== TEXTE FOURNI
Julien Viteau est sur l’île de la Guadeloupe en 2015 quand il décide de racheter Vendredi, librairie aujourd’hui centenaire. À peine 25 m2, 67 rue des Martyrs, Paris 9e. Grand lecteur de poésie, il fréquente Vendredi depuis l’âge de 20 ans. Il connaît à peine Gilberte de Poncheville, sa propriétaire depuis 1978, qui lui a glissé qu’elle vendait. Par boutade, il l’exhorte de ne pas céder aux prétendants. Et au retour de l’île, il lui annonce qu’il reprend. Il a 45 ans et n’a jamais fait commerce de livres. Gilberte a compris que la condition n’était pas tant d’être libraire mais de bien connaître Vendredi. Rencontre-portrait d’un Robinson de la libraire.
Vendredi est une librairie de grands lecteurs. Des écrivains, des traducteurs, des philosophes, des acteurs connus la fréquentent. Ici, on leur fout la paix, ils sont lecteurs. On y vient de tout près ou de loin (des Français vivant à l’étranger s’y réapprovisionnent l’été).
====
** EXERCICES **
[a] Selon le texte sur la librairie Vendredi, depuis quelle année Gilberte de Poncheville en était-elle propriétaire ?
[b] Prolongez le texte sur la librairie Vendredi à partir de sa dernière phrase.
Le matériel ci-après provient d'une autre source.
== MATÉRIEL PRÉSENTÉ
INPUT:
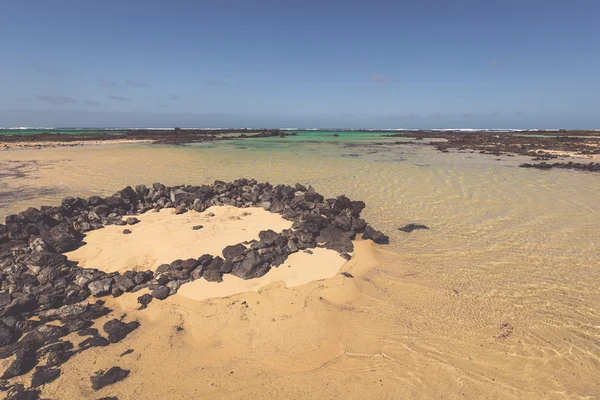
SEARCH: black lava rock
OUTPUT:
[138,293,153,310]
[31,367,60,387]
[398,224,429,233]
[90,367,130,390]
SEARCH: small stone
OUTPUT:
[31,367,60,387]
[398,224,429,233]
[152,286,171,300]
[119,349,133,357]
[88,278,112,297]
[79,335,110,351]
[138,293,153,310]
[90,367,130,390]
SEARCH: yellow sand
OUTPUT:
[66,206,292,272]
[67,206,346,300]
[177,248,346,300]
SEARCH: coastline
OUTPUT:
[0,130,600,400]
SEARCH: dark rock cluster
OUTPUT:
[519,161,600,172]
[0,179,389,394]
[390,131,600,161]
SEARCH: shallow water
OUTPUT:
[0,139,600,398]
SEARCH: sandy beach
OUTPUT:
[0,138,600,400]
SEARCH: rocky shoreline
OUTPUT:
[0,179,389,399]
[519,161,600,172]
[390,132,600,160]
[0,128,296,147]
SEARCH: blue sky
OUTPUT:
[0,0,600,128]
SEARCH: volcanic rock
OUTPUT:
[138,293,153,310]
[398,224,429,233]
[31,367,60,387]
[362,225,390,244]
[152,286,170,300]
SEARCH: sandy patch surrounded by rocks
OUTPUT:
[66,206,346,300]
[65,206,292,272]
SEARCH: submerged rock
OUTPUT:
[362,226,390,244]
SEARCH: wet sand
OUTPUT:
[0,139,600,399]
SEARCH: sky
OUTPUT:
[0,0,600,129]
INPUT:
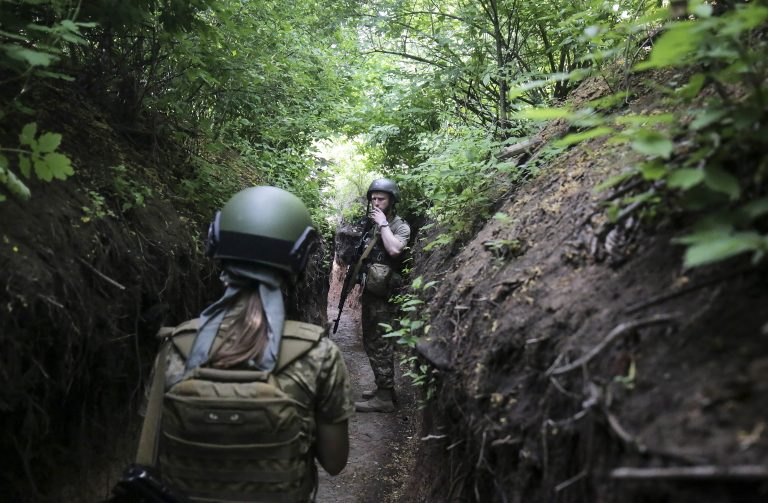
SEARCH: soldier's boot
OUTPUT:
[355,389,395,412]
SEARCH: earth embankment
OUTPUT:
[403,75,768,503]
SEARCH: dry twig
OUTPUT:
[75,257,125,290]
[546,314,677,376]
[611,465,768,480]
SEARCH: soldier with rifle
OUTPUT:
[334,178,411,412]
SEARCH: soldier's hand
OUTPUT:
[371,208,387,225]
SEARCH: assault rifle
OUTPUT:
[333,218,373,334]
[103,465,190,503]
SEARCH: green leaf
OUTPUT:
[615,113,675,126]
[639,161,668,181]
[19,122,37,145]
[33,152,74,182]
[512,108,573,121]
[37,133,61,154]
[635,21,704,70]
[554,126,614,147]
[688,108,728,131]
[32,157,53,182]
[667,168,704,190]
[739,197,768,220]
[2,44,58,66]
[0,162,31,201]
[631,129,675,159]
[595,171,637,193]
[684,232,765,267]
[675,73,707,99]
[19,154,32,178]
[704,166,741,201]
[37,70,75,82]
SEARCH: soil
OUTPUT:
[402,75,768,503]
[0,64,768,503]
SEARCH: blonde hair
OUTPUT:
[209,289,268,368]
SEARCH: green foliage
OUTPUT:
[0,122,74,201]
[510,2,768,267]
[381,276,437,407]
[0,0,86,201]
[396,127,515,249]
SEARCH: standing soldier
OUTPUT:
[126,187,354,503]
[355,178,411,412]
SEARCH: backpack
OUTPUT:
[158,320,325,503]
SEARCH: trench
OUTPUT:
[317,262,415,503]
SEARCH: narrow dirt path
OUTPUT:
[317,264,413,503]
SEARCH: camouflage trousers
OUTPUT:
[362,292,395,389]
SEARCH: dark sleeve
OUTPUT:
[316,338,355,424]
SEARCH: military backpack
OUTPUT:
[140,320,324,503]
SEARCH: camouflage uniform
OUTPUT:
[161,298,355,503]
[362,216,411,390]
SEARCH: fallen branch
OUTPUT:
[611,465,768,480]
[75,257,125,290]
[624,268,751,314]
[546,314,677,376]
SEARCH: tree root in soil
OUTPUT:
[546,314,678,377]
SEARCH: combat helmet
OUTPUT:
[206,186,318,274]
[367,178,400,203]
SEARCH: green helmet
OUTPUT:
[206,186,317,274]
[368,178,400,203]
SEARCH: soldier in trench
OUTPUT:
[355,178,411,412]
[126,187,354,503]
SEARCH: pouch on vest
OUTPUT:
[158,321,324,502]
[365,264,392,297]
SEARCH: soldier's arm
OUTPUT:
[379,225,405,258]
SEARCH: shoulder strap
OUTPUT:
[170,318,200,360]
[171,319,325,373]
[274,320,325,374]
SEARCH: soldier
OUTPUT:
[355,178,411,412]
[138,187,354,502]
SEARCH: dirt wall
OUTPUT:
[0,84,330,502]
[402,76,768,503]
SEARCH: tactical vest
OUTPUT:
[158,320,324,503]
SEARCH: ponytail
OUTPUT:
[210,290,268,368]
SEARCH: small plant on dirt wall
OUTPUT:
[0,122,74,202]
[380,276,437,406]
[0,0,95,202]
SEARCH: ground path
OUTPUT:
[317,266,413,503]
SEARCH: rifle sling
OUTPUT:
[136,340,171,466]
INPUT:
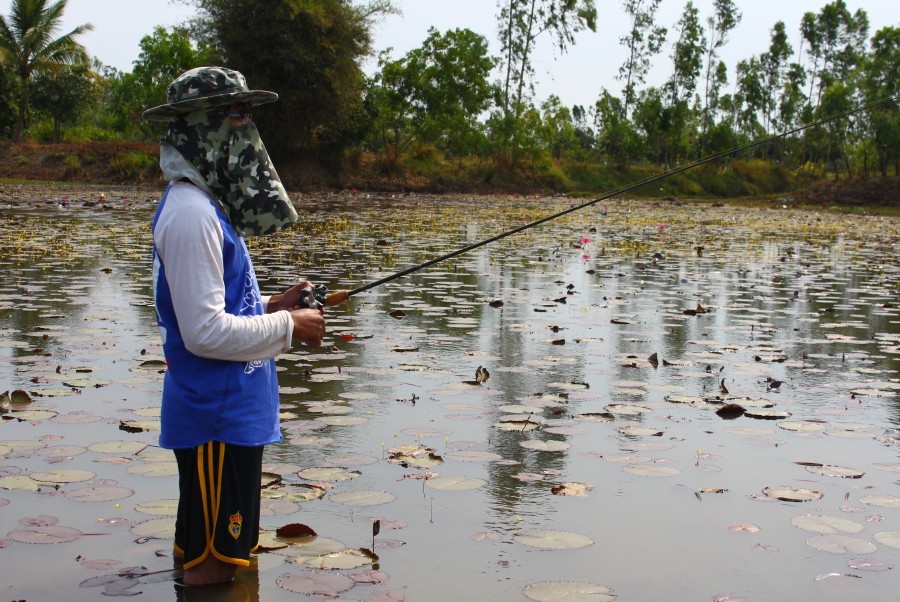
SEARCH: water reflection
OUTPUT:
[0,185,900,600]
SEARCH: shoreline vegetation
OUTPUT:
[0,142,900,215]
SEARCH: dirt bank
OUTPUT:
[0,142,900,203]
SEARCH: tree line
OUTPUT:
[0,0,900,183]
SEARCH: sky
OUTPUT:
[17,0,900,108]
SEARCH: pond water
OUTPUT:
[0,185,900,601]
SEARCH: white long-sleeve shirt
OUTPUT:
[153,182,294,361]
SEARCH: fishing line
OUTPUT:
[324,96,900,305]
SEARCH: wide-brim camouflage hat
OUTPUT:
[143,67,278,120]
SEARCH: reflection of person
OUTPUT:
[144,67,325,585]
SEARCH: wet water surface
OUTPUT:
[0,185,900,601]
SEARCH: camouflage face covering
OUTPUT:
[162,107,297,236]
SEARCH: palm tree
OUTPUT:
[0,0,94,142]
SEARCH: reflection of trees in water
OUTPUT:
[0,207,155,361]
[486,430,568,519]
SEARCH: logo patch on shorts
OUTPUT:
[228,512,244,539]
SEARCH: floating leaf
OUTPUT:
[513,529,594,550]
[619,426,664,437]
[522,581,617,602]
[740,410,791,420]
[331,490,397,506]
[728,523,760,533]
[7,525,83,544]
[806,535,878,554]
[425,477,486,491]
[763,485,822,502]
[275,572,356,598]
[131,517,175,539]
[275,523,318,539]
[347,571,388,584]
[290,549,378,568]
[447,449,503,462]
[605,403,653,416]
[65,485,134,502]
[575,412,616,422]
[791,514,863,535]
[875,531,900,549]
[859,495,900,508]
[134,500,178,516]
[778,421,825,433]
[0,475,41,491]
[550,483,594,497]
[28,469,97,483]
[519,439,572,452]
[297,466,362,481]
[847,558,894,571]
[88,441,147,456]
[806,464,866,479]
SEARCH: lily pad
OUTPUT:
[605,403,653,416]
[131,516,175,539]
[622,464,681,477]
[791,514,863,535]
[66,486,134,502]
[447,449,503,462]
[425,477,486,491]
[619,426,664,437]
[519,439,572,452]
[778,421,825,433]
[275,572,356,598]
[806,535,878,554]
[522,581,617,602]
[7,525,83,544]
[513,529,594,550]
[806,464,866,479]
[859,495,900,508]
[134,500,178,516]
[297,466,362,481]
[28,468,97,483]
[290,549,378,568]
[875,531,900,549]
[331,490,397,506]
[763,485,822,502]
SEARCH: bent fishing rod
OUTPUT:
[304,96,900,308]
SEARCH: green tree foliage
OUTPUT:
[0,62,18,138]
[491,0,597,166]
[106,27,220,141]
[188,0,392,173]
[29,65,100,142]
[760,21,794,132]
[863,27,900,176]
[366,28,497,170]
[0,0,93,142]
[664,1,706,163]
[703,0,741,132]
[617,0,668,117]
[594,90,637,166]
[540,94,578,159]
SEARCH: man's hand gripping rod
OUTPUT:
[300,96,900,309]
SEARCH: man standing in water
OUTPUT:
[143,67,325,586]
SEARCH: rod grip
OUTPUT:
[325,291,350,307]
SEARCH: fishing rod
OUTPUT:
[304,96,900,307]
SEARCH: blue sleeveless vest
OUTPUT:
[153,185,282,449]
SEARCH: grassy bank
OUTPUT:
[0,142,900,207]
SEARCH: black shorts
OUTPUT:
[175,441,263,570]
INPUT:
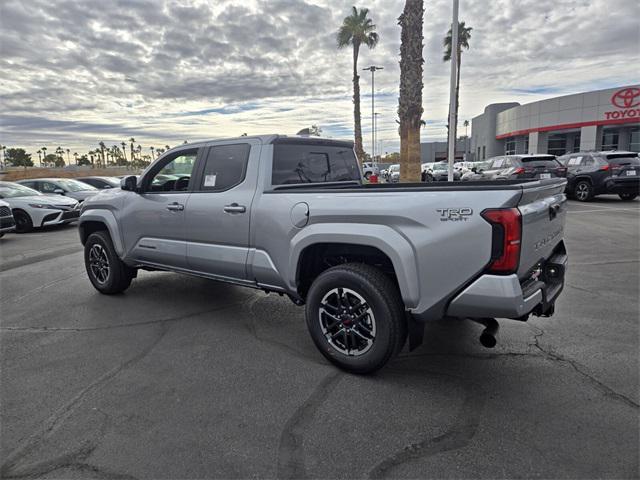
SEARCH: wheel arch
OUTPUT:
[78,210,124,258]
[288,224,420,308]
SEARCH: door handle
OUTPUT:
[167,202,184,212]
[223,202,247,213]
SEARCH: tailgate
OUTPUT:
[518,179,567,279]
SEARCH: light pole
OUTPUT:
[447,0,458,182]
[373,112,380,163]
[363,65,384,163]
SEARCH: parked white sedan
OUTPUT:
[0,182,80,233]
[0,200,16,237]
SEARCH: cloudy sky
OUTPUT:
[0,0,640,152]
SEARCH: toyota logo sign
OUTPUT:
[611,87,640,108]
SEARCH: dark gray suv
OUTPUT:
[559,151,640,202]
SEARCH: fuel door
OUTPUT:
[291,202,309,228]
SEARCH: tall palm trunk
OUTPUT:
[447,52,462,151]
[398,0,424,182]
[353,44,364,163]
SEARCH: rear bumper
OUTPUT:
[0,217,16,233]
[604,177,640,193]
[447,249,567,318]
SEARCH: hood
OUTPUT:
[65,190,100,201]
[4,195,78,206]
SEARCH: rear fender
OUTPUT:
[286,223,420,308]
[78,209,124,258]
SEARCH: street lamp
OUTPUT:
[447,0,459,182]
[373,112,380,163]
[363,65,384,163]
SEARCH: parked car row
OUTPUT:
[384,151,640,202]
[0,177,120,237]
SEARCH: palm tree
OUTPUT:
[442,22,473,149]
[98,142,107,166]
[337,7,379,162]
[398,0,424,182]
[125,137,136,162]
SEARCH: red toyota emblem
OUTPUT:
[611,87,640,108]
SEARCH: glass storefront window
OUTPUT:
[504,140,516,155]
[547,134,567,157]
[602,130,618,150]
[629,128,640,152]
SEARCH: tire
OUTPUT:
[84,231,134,295]
[13,210,33,233]
[573,180,593,202]
[305,263,407,374]
[618,193,638,202]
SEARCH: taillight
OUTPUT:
[481,208,522,274]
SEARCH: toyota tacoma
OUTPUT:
[79,135,567,373]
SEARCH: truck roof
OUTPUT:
[171,134,353,150]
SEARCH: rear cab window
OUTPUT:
[271,139,360,186]
[605,153,640,168]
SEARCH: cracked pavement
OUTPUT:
[0,197,640,479]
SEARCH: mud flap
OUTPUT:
[407,315,424,352]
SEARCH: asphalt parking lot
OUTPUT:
[0,197,640,478]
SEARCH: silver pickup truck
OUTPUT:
[79,135,567,373]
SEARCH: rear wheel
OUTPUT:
[305,263,407,374]
[84,231,134,295]
[573,180,593,202]
[13,210,33,233]
[618,193,638,202]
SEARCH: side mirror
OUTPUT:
[120,175,138,192]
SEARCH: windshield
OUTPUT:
[0,183,42,198]
[520,156,559,168]
[56,178,97,192]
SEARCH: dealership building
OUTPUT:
[469,85,640,160]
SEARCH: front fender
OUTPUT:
[286,223,420,308]
[78,208,124,258]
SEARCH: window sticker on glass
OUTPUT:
[204,175,216,187]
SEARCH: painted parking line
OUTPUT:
[569,208,640,213]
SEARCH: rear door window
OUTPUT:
[199,143,251,192]
[606,153,640,167]
[271,143,360,185]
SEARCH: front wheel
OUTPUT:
[84,231,134,295]
[305,263,407,374]
[573,180,593,202]
[618,193,638,202]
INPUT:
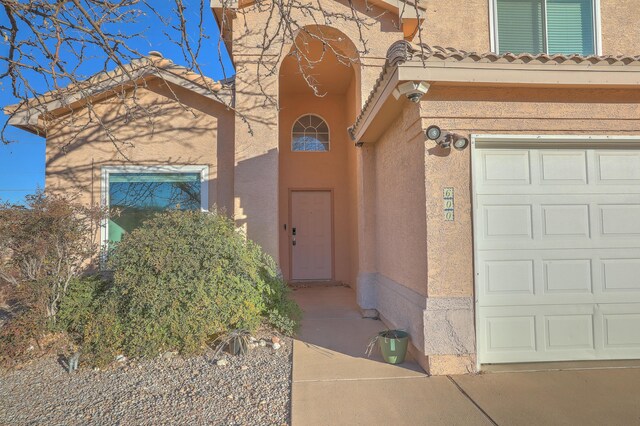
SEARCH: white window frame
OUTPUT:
[289,112,332,154]
[100,166,209,247]
[488,0,602,56]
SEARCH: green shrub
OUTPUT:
[84,211,300,357]
[56,275,108,340]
====
** RÉPONSES CI-DESSOUS **
[a] Depuis 1978.

[b]
La vitrine est institution dans l’institution. Mêlant fonds et nouveautés, elle est but de promenade, des libraires s’en inspirent. Elle a été changée régulièrement pendant le confinement et chaque mois sur Facebook son nouveau visage apparaît. Sa composition obéit à des règles strictes, non écrites. Pas de décor (hors les deux lapins en feutrine datant des années 1920), la littérature à gauche, les arts et l’esthétique, les sciences humaines à droite, toujours une couverture avec un animal, les éditeurs aimés sont là et des clins d’œil sont adressés aux écrivains et traducteurs, amis du quartier. Mixant travail de curating, complicités de voisinage et d’estime, José, jeune et excellent libraire recruté par Julien, est très fort pour associer. Devant la vitrine, dans un chariot, des livres donnés par des passants, des clients, font des cadeaux pour des SDF et un petit complément de revenus pour Vendredi.
Entrons. L’endroit est vertical, 6 mètres de haut, la librairie est difficile physiquement. Le rangement des 12 000 livres (plus de 3 000 de poésie, unique en France) est régi par des lois subtiles. Pas de signalétique. La signalétique, c’est la parole du libraire. Les écrivains morts avant 2000 sont en haut. Symbole et pratique se marient. On imagine mal un client grimper sur l’échelle pour attraper un Balzac. On nous le demande. En revanche, il faut que le lecteur puisse flâner, découvrir, se saisir de livres qu’il ne connait pas, se laisser prendre par eux. La poésie est classée par langue et plusieurs traductions sont proposées. Certains éditeurs très appréciés (Chandeigne, Sillage…) ont leur rayon. Sur la longue table centrale, les livres du moment aimés par Julien et José (l’actualité c’est la leur). Ce jour-là, Manchette, des contes (on en a fait venir de chez José Corti), des livres sur le Japon.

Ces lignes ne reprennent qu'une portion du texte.